__Stated problem__.
Put each line of the records below into a Markdown table with the columns "Row" and "Line," numbering the rows and skipping blank lines. Leave the pictures out.

__Supplied data__.
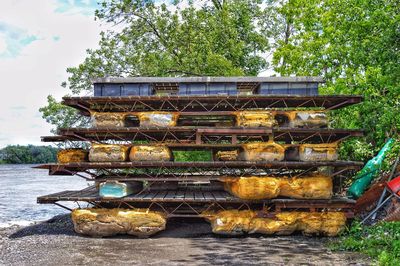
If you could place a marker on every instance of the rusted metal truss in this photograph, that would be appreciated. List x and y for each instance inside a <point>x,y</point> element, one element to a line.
<point>192,203</point>
<point>208,103</point>
<point>187,136</point>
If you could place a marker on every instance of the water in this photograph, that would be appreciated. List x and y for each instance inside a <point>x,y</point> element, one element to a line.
<point>20,185</point>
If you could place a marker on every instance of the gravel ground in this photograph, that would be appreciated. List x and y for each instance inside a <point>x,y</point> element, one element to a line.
<point>188,242</point>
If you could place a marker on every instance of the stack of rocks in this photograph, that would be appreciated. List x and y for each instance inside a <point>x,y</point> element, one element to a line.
<point>246,161</point>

__Answer to this task__.
| Row | Line |
|---|---|
| 1 | If you could place a marker on every instance of the rusted metal truss in this photograph, that would be appreciated. List x and y for each instance inside a <point>x,y</point> element, one element to a line. |
| 2 | <point>192,203</point> |
| 3 | <point>208,103</point> |
| 4 | <point>187,136</point> |
| 5 | If you could place a marker on every instance of the water in this photograph, that would be appreciated. List x and y for each instance inside a <point>x,y</point> element, one element to a line. |
| 6 | <point>20,185</point> |
| 7 | If you could place a marker on every instance of the gravel ground in this photograph, that would be appreciated. List x and y for each instance inside a <point>x,y</point> element, one element to a line. |
| 8 | <point>188,242</point> |
| 9 | If you could place a marker on every instance of the stack of rocks in this photograph, that would be appreciated. List x and y for each instance inside a <point>x,y</point> element, one element to a line. |
| 10 | <point>246,161</point> |